Experiments and Results:

Dataset: A curated set of 42 Python (28) and JavaScript (14) code examples from open-source libraries (Scipy, AWS-CDK-Examples, MBPP, etc.), some manually modified to introduce quality issues.
Baseline Comparison: CodeQUEST's Evaluator was compared to a simpler baseline prompt asking GPT-4o for a direct quality score and summary. CodeQUEST provided more detailed, comprehensive, and arguably more accurate assessments, while the baseline tended to overestimate quality.
Improvement Effectiveness: The Optimizer significantly improved code quality over 5 iterations, achieving a mean Relative Percentage Improvement (RPI) of 52.6%. Most improvements occurred in the first iteration, diminishing rapidly after the third.
Validation with Proxies: For Python code, CodeQUEST's score changes per iteration showed a stronger correlation (Pearson $r_p=0.53$ , Spearman $r_s=0.23$ ) with score changes from proxy metrics (Pylint, Radon MI, Bandit) than the baseline's score changes (Pearson $r_p=0.27$ , Spearman $r_s=0.21$ ). This suggests CodeQUEST's evaluations better reflect underlying quality variations captured by established tools, although the relationship is noisy due to differences in evaluation scope (e.g., CodeQUEST identified security issues missed by Bandit).

Practical Implications:

CodeQUEST demonstrates a practical method for automating code quality assessment and improvement using LLMs.
The framework is configurable (dimensions, questions, iterations, target score) and applicable across different programming languages (tested on Python and JavaScript).

# Material shown

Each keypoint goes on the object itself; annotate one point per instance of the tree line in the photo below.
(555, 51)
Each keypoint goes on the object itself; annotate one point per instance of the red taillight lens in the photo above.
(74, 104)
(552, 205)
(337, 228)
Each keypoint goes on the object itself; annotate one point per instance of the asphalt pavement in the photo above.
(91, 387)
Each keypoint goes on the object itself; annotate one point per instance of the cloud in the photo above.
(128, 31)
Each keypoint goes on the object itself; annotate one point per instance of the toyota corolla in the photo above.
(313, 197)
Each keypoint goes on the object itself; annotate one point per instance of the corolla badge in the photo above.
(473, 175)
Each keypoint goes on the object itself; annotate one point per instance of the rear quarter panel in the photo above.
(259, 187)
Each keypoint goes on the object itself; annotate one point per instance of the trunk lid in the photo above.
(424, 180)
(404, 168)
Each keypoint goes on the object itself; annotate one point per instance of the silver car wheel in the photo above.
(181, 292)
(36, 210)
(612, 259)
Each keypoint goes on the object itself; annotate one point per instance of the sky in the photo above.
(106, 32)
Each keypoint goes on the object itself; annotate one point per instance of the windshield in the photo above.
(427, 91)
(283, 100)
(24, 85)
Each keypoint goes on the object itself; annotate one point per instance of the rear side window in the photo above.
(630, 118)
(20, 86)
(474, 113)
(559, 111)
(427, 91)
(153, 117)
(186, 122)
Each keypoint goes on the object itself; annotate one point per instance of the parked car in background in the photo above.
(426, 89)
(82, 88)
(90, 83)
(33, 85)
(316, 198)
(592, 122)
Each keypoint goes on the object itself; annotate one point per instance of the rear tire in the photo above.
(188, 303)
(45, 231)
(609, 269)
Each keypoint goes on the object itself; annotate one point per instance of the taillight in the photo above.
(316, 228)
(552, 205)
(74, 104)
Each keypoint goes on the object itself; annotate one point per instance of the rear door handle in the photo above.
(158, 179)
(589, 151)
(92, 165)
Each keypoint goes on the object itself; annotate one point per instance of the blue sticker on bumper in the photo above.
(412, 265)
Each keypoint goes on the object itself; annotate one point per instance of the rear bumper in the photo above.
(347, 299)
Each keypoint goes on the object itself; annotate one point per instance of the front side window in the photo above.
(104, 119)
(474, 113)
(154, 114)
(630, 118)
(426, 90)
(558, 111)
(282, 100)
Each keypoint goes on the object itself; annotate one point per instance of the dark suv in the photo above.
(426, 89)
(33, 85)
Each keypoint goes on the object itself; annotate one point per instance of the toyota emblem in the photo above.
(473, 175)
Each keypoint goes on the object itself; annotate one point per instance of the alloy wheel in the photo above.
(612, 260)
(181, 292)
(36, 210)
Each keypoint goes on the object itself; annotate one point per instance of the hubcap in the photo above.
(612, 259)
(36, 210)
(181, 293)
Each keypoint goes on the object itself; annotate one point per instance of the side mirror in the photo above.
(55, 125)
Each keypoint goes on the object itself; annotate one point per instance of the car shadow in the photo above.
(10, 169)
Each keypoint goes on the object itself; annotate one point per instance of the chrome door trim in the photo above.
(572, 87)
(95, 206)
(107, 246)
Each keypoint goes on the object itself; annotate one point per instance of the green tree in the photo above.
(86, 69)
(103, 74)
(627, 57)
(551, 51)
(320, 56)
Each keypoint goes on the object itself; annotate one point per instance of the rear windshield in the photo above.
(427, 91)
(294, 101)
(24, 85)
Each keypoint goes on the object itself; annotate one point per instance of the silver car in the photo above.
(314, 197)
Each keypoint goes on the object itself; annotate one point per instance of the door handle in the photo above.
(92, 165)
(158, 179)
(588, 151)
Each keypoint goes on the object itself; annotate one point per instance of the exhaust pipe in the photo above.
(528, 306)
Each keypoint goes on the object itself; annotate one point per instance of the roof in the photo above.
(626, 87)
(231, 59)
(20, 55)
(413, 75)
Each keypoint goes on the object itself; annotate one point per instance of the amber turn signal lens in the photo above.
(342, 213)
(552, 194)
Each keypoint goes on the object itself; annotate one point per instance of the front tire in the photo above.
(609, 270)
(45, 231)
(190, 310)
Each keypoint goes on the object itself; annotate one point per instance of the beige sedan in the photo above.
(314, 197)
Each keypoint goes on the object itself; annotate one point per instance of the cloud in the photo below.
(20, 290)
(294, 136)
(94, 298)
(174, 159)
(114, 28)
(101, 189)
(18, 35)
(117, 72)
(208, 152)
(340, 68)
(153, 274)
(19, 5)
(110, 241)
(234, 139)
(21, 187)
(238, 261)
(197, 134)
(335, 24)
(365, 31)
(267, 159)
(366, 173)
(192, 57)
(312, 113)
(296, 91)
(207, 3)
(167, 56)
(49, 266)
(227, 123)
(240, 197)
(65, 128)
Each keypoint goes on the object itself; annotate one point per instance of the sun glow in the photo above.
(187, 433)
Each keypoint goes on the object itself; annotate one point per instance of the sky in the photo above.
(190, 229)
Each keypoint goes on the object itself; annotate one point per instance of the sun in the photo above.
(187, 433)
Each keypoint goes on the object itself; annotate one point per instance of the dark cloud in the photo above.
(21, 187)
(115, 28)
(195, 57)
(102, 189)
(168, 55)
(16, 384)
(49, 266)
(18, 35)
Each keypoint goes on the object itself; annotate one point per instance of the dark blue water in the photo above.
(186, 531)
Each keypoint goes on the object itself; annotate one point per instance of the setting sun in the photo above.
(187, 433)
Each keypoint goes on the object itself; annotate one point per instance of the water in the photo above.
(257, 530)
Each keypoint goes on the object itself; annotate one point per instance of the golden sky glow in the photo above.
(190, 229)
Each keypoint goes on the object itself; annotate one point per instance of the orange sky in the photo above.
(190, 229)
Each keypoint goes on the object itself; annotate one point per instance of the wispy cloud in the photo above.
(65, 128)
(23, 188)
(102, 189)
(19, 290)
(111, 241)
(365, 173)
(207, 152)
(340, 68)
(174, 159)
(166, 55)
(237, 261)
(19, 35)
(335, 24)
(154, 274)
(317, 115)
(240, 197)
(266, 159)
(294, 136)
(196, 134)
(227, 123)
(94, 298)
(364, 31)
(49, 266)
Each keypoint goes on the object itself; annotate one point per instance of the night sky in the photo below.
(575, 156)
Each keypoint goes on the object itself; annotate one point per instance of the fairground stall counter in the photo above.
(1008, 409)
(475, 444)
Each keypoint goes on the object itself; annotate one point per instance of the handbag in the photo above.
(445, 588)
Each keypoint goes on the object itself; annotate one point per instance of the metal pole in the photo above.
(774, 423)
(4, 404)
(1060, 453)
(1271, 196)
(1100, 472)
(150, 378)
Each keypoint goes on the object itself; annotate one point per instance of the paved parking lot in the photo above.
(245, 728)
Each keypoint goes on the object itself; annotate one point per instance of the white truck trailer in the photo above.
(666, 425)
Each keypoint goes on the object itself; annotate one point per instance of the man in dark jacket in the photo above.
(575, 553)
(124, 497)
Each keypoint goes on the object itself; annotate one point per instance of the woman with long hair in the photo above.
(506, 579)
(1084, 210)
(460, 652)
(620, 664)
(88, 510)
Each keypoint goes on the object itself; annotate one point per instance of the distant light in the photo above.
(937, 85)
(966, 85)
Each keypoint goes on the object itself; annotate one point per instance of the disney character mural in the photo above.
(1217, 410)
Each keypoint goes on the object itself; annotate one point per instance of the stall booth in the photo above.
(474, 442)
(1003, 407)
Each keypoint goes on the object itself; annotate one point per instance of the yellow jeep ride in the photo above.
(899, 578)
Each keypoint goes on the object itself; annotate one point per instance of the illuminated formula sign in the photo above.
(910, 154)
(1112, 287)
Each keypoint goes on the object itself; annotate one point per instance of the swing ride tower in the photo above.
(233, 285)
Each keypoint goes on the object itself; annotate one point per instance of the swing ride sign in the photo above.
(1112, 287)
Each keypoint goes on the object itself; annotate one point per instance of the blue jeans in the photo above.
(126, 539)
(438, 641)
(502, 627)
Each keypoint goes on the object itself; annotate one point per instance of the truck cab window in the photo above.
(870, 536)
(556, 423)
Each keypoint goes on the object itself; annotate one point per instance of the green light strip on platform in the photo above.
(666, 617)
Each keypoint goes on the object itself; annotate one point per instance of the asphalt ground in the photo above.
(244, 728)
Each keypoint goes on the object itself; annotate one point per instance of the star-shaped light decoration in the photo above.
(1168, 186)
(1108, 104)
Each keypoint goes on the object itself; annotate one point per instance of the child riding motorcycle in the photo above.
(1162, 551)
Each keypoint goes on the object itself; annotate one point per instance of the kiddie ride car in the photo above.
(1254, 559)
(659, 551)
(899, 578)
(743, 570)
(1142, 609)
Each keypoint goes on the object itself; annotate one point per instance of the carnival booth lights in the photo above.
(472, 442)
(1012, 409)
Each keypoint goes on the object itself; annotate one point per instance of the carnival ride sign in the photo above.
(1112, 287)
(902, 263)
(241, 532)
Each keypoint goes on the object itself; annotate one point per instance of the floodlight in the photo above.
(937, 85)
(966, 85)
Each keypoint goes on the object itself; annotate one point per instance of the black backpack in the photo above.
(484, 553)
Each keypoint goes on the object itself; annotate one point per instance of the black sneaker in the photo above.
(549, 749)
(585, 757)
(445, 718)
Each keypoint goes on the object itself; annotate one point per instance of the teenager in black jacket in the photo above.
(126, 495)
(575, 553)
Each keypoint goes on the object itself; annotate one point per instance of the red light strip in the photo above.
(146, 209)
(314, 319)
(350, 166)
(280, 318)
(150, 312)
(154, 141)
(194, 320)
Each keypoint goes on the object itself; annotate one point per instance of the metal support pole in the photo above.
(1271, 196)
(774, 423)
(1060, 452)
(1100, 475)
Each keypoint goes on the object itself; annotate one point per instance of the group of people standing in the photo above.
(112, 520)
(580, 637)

# Work request 1
In the CodeQUEST text, what mean Relative Percentage Improvement did the Optimizer reach over 5 iterations?
# Work request 2
Translate this sentence from the CodeQUEST text into Spanish: "CodeQUEST demonstrates a practical method for automating code quality assessment and improvement using LLMs."
# Work request 3
Write the next part of the CodeQUEST text, picking up after its last sentence.
The records have nothing to do with what you are asked to do here.

# Exercise output 1
52.6%

# Exercise output 2
CodeQUEST demuestra un método práctico para automatizar la evaluación y la mejora de la calidad del código mediante LLM.

# Exercise output 3
The diminishing returns after a few iterations suggest cost-effective application by limiting the number of improvement cycles.
The explicit structure of the Evaluator (10 dimensions, specific questions) provides more reliable and actionable feedback compared to simple prompting.
Code validation (compilation, testing) is crucial to ensure the LLM's modifications are functional.
The approach can potentially reduce the burden of manual code reviews and standardize quality assessment.

Limitations:

Code quality remains inherently subjective.
LLM stochasticity can affect results (though self-consistency helps).
Potential for LLM hallucinations requires robust validation (e.g., test cases).
Performance might vary on highly specialized or proprietary codebases.
Validation relied on a limited set of proxy metrics primarily for Python.

In conclusion, the paper presents CodeQUEST as a robust and effective LLM-based framework for iteratively evaluating and enhancing code quality, offering a significant step towards automating and improving software development workflows. The implementation is available on GitHub.